“Um dia, olhas para trás e ris-te disto tudo!”, dizem-me
(e ouço dizer a outras pessoas).
E eu lá sorrio e baixo o olhar, digo que sim com a cabeça
– faço o que for necessário para permitir que aquela frase feita e dita por não
se saber que mais dizer não perca o seu encanto ou o conforto que dá a quem a
diz (e não a quem a ouve). Não gosto de ofender o optimismo cínico alheio.
O caralho é que me vou rir. O caralho. Desculpem se ofendo. Perdão.
Rir do quê? De andar a trabalhar à hora e pela porta do
cavalo sem descontos de qualquer espécie para poder continuar a tomar banho de
água quente? De andar constantemente a ser alvo de olhares preocupados por
parte de quem me é próximo por saberem que as horas que são feitas simplesmente
não chegam para pagar a vida que tanto tento construir? De enviar currículo
atrás de currículo e ter sempre a mesma resposta: qualificações a mais? Rir de
ver amigos e amigas minhas a serem despejados para o desemprego e a fazerem
contas à vida deles e dos filhos? De saber que houve mais um suicídio de sei lá
quem cá da terra mas que ao menos assim o seguro paga a casa à mulher e aos
filhos? Rir-me do quê?
De haver um clima tenso e semi-deprimido em todos os
sítios que se visitam? Em todas as pessoas que se conhecem? Rir-me de saber de
mais uma pessoa que se foi embora do país, sozinha, para poder pagar a vida que
deixou cá? De ver os mais novos a estudar e cheios de ideias e de ideais em
relação a um país, um mundo, que já os deixou em terra e sem mapa, sem eles o perceberem? Rir-me?
Rir-me de saber que cresci numa época em que mais era
melhor e que agora, os mais, são menos… são nada? Rir-me de ver casais amigos a sofrerem em conjunto as
dores de cada um e a não saberem lidar com esse peso adicional, preferindo a
separação de modo a potenciar a sobrevivência individual de cada um? De ver
filhos a sustentar pais? De ver crianças a fazerem contas nos supermercados enquanto
agarram uma lata de qualquer coisa pré-feita e não outra porque a primeira é
dois cêntimos mais barata que a segunda?
Rir-me do quê, caralho?! Do quê?!
Faço parte da geração a quem cortaram as asas sem mais nem
menos precisamente quando estávamos prestes a levantar voo. Quero acreditar que
a minha geração, a Desasada (baptismo feito) vai chegar ao “poleiro” do poder (seja
isso onde ou o que for…) e fazer história.
Vamos olhar para trás, mas não nos vamos rir de nada. Seremos
a primeira geração que chega ao poder e não festeja. Em vez disso, choraremos. Por
quem não sobreviveu. Por quem não conseguiu manter o que tinha e fazia. Por
quem não criou os filhos como sabia que devia, fazendo-o apenas como podia. Por quem se foi
embora em busca de algo melhor e nunca mais voltou. Por quem se sujeitava a
condições de trabalho humilhantes, abandonando o direito à reforma e à saúde
para poder ter comida na mesa durante mais uma semana.
Por quem passou a existir, deixando de ser.

....................

QUESTÃO BREVE:
Que nome dá o texto apresentado à geração a que pertence quem o escreve?

....................

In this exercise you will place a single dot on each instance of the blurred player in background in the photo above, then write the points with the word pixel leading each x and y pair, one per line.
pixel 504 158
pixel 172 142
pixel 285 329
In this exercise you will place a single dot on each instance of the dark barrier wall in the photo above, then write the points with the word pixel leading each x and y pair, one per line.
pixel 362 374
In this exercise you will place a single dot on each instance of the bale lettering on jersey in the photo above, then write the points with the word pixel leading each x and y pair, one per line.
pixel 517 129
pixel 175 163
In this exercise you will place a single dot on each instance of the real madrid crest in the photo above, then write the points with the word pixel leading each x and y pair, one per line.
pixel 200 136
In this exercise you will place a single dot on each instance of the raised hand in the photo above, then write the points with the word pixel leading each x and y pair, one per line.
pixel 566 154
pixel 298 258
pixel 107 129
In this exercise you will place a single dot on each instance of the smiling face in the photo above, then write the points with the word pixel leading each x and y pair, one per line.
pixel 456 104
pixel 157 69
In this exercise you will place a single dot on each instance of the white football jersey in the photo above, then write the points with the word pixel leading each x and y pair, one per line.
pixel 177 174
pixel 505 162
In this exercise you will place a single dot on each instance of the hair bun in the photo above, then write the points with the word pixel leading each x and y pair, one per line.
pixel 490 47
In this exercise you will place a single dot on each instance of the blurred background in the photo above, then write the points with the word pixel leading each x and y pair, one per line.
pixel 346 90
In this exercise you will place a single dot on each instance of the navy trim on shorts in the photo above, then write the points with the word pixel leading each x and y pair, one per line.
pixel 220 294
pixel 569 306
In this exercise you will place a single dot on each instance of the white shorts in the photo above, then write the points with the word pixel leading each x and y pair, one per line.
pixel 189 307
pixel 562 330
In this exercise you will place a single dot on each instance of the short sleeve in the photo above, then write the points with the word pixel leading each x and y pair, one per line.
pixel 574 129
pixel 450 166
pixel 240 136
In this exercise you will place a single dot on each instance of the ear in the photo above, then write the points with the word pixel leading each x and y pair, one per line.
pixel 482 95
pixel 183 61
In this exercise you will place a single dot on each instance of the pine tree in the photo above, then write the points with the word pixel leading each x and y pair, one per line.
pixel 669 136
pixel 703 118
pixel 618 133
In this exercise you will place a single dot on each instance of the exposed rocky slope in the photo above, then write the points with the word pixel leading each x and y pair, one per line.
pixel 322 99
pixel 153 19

....................

RESOLUÇÃO DA TAREFA:
Desasada.